__Task brief__:
Transcribe the entries below exactly.

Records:

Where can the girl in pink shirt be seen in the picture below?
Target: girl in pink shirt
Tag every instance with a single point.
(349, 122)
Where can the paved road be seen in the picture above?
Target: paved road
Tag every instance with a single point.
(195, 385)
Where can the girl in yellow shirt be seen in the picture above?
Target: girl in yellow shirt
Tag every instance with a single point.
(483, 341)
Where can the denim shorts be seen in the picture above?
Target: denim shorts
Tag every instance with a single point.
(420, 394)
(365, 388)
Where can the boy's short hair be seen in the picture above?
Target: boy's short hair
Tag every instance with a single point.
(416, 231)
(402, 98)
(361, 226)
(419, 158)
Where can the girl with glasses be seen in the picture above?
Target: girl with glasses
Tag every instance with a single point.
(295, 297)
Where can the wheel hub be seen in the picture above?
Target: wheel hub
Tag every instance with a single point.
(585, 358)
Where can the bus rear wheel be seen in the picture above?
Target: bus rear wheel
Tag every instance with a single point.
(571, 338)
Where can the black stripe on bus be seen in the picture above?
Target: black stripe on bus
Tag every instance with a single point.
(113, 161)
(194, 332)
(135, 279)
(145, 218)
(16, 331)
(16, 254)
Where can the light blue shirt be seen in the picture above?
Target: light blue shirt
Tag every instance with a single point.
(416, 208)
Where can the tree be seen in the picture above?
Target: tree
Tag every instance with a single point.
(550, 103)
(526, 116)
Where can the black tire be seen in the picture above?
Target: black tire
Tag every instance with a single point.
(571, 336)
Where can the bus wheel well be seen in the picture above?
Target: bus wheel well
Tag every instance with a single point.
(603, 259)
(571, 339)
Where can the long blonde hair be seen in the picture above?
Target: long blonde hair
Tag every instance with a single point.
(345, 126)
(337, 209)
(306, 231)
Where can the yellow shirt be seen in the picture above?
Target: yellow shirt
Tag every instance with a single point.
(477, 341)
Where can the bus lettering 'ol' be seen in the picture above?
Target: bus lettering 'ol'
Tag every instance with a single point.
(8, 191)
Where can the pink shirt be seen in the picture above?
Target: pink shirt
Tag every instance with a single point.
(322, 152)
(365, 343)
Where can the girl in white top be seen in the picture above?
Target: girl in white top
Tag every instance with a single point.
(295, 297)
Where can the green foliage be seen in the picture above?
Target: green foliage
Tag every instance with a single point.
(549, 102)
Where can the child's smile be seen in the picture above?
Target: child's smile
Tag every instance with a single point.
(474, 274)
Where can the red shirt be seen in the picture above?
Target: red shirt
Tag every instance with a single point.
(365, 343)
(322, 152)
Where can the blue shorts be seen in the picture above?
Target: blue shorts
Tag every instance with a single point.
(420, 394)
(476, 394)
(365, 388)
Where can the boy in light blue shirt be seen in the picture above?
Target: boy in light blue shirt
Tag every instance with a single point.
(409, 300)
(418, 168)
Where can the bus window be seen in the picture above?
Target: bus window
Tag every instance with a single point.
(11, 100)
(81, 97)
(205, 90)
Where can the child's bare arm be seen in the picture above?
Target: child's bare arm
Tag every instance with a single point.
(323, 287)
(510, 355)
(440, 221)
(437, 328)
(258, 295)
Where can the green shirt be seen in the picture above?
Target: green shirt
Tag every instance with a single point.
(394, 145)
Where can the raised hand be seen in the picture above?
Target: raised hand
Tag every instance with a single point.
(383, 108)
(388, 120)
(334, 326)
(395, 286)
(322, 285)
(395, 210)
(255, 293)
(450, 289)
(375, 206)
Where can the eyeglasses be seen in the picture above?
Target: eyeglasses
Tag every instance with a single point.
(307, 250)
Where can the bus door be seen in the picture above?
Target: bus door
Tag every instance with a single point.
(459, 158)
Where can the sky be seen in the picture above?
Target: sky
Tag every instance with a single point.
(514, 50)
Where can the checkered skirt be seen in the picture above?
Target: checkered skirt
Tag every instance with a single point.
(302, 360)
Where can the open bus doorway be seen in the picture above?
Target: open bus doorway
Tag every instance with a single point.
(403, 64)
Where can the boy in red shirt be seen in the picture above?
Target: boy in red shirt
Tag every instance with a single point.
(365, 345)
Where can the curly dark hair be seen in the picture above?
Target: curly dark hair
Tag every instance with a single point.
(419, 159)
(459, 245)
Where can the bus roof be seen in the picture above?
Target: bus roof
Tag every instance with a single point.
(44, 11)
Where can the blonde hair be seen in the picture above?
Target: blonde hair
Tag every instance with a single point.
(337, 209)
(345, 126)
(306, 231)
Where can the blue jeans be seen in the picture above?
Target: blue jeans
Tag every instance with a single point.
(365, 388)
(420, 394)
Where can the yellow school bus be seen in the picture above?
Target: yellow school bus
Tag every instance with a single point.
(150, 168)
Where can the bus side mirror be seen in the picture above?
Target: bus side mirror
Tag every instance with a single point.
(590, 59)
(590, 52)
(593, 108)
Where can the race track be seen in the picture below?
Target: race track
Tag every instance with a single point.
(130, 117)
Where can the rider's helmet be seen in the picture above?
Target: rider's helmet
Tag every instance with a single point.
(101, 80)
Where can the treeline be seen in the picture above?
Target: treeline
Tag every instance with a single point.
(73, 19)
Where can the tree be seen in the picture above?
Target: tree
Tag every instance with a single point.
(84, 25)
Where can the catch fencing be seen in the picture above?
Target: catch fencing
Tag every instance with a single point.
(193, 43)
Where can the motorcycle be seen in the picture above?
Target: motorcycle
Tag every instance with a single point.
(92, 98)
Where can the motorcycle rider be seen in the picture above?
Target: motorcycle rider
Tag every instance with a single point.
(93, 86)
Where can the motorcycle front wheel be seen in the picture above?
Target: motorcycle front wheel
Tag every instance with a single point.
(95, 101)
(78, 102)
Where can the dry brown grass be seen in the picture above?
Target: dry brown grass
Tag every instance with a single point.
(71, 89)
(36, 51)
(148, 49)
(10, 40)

__Solution__:
Where can the girl in pink shirt be seen in the picture below?
Target: girl in pink shirt
Tag every instance with a single point.
(349, 122)
Where can the paved road be seen in the picture above?
Target: paved road
Tag every instance with a single point.
(195, 385)
Where can the girl in yellow shirt be seen in the picture above?
Target: girl in yellow shirt
Tag every instance with a single point.
(483, 341)
Where can the denim shorts be seen in the picture above?
Target: denim shorts
Tag every instance with a single point.
(420, 394)
(365, 388)
Where can the boy's short hair be seen in the picture above?
Target: boy's short hair
Tag every instance with a single point.
(416, 231)
(402, 98)
(361, 226)
(419, 158)
Where can the girl with glasses be seen in the picture above?
Target: girl with glasses
Tag every instance with a single point.
(295, 297)
Where can the wheel hub be seen in the picture above?
Target: wheel hub
Tag every instance with a single point.
(585, 358)
Where can the bus rear wheel be seen in the picture above?
Target: bus rear wheel
Tag every instance with a single point.
(571, 338)
Where can the black stripe on bus be seen in the picture above?
Target: black stripe on bus
Tag every instance with a single point.
(113, 161)
(194, 332)
(135, 279)
(145, 218)
(16, 331)
(16, 254)
Where can the light blue shirt be seen in the picture above?
Target: light blue shirt
Tag every instance with a single point.
(416, 208)
Where can the tree be seen in the picture above?
Target: tree
Tag every instance with a single point.
(550, 103)
(526, 116)
Where can the black tire be seen in the picture above?
Target: black tire
Tag every instance with a single point.
(571, 336)
Where can the bus wheel well be seen in the picture above?
Target: bus wheel well
Tag every instance with a single point.
(603, 259)
(571, 339)
Where can the long blonde hair be seen in the picture above?
Target: long blonde hair
Tag every instance with a single point.
(345, 126)
(337, 209)
(306, 231)
Where can the yellow shirt be seen in the picture above?
Target: yellow shirt
Tag every instance with a single point.
(477, 341)
Where can the bus lettering 'ol' be seen in the picture above?
Target: bus lettering 'ol'
Tag every instance with a single point.
(8, 191)
Where can the pink shirt be seen in the picture above?
Target: pink shirt
Tag every instance with a single point.
(322, 152)
(365, 343)
Where can the girl in white top be seen in the picture above?
Target: girl in white top
Tag every instance with a single point.
(295, 297)
Where can the green foliage be seen in the picture above?
Target: green foliage
Tag every instance with a single point.
(549, 102)
Where can the child's smile be seen in the picture above?
Target: child's smile
Tag every instance with a single point.
(474, 274)
Where can the red shirt be seen in the picture above?
Target: red shirt
Tag every instance with a single point.
(365, 343)
(322, 152)
Where can the blue shorts be seen in the picture above?
Target: blue shorts
Tag every instance with a single point.
(420, 394)
(476, 394)
(365, 388)
Where can the boy in light blue shirt be seen in the picture above?
Target: boy in light blue shirt
Tag every instance with a single point.
(409, 300)
(418, 168)
Where can the bus window be seen in the picture above?
Target: bus window
Tag every instance with a single point.
(11, 100)
(81, 97)
(205, 90)
Where can the child's bare arm be seen in the picture above?
Target: child's bare arm
Tag every instance with a single point.
(323, 287)
(510, 355)
(440, 221)
(437, 328)
(258, 295)
Where can the green shirt be seen in the picture above?
Target: green shirt
Tag every instance with a single point.
(394, 145)
Where can the raised hand be seen in the picture above?
Target: raised hand
Tag every instance with a single point.
(383, 108)
(388, 120)
(334, 326)
(395, 286)
(322, 285)
(395, 210)
(255, 293)
(450, 289)
(375, 206)
Where can the eyeglasses be seen in the picture above?
Target: eyeglasses
Tag every instance with a single point.
(307, 250)
Where can the bus door be seen in the picture above?
Target: bus door
Tag every instance with a single point.
(459, 158)
Where can the sky be seen in the picture above?
Target: sky
Tag every instance with a single point.
(514, 50)
Where can the checkered skirt be seen in the picture above?
Target: checkered skirt
Tag every instance with a single point.
(302, 360)
Where can the open bus doorway be seen in the picture above?
Target: open bus doorway
Tag every instance with a single point.
(403, 64)
Where can the boy in red shirt be seen in the picture above?
Target: boy in red shirt
Tag every instance with a single point.
(365, 345)
Where can the curly dark hair be seen in the picture above?
Target: curly dark hair
Tag every instance with a single point.
(419, 159)
(459, 245)
Where can the bus roof be seen in the picture above?
Target: bus roof
Tag every instance with a single point.
(44, 11)
Where can the blonde hair be seen in the picture above?
Target: blonde hair
Tag every instance with a single point.
(337, 209)
(345, 126)
(306, 231)
Where can the blue jeans be seen in the picture above?
Target: blue jeans
Tag every instance with a single point.
(365, 388)
(420, 394)
Where can the yellow school bus be seen in the picture above?
Target: yellow school bus
Tag every instance with a single point.
(150, 168)
Where can the bus side mirror be seen in the picture above?
Target: bus side mirror
Tag every instance with a single point.
(590, 59)
(590, 52)
(593, 108)
Where can the race track be seen in the picture below?
Target: race track
Tag every instance with a single point.
(130, 117)
Where can the rider's helmet be seen in the picture above?
Target: rider's helmet
Tag every instance with a single point.
(101, 80)
Where can the treeline be seen in the picture above?
Target: treeline
Tag every instance with a single point.
(73, 19)
Where can the tree be seen in the picture above?
Target: tree
Tag every instance with a single point.
(84, 25)
Where can the catch fencing be seen in the picture above?
Target: catch fencing
Tag every instance with a single point.
(193, 43)
Where can the motorcycle be seen in the picture above?
Target: motorcycle
Tag every instance with a single point.
(92, 98)
Where can the motorcycle rider be seen in the picture above?
Target: motorcycle rider
Tag every instance with a single point.
(93, 86)
Where can the motorcycle front wheel be seen in the picture above?
Target: motorcycle front wheel
Tag every instance with a single point.
(95, 101)
(78, 102)
Where can the dry brown grass be seen in the picture above?
Target: dry brown grass
Tag every instance with a single point.
(71, 89)
(36, 51)
(148, 49)
(10, 40)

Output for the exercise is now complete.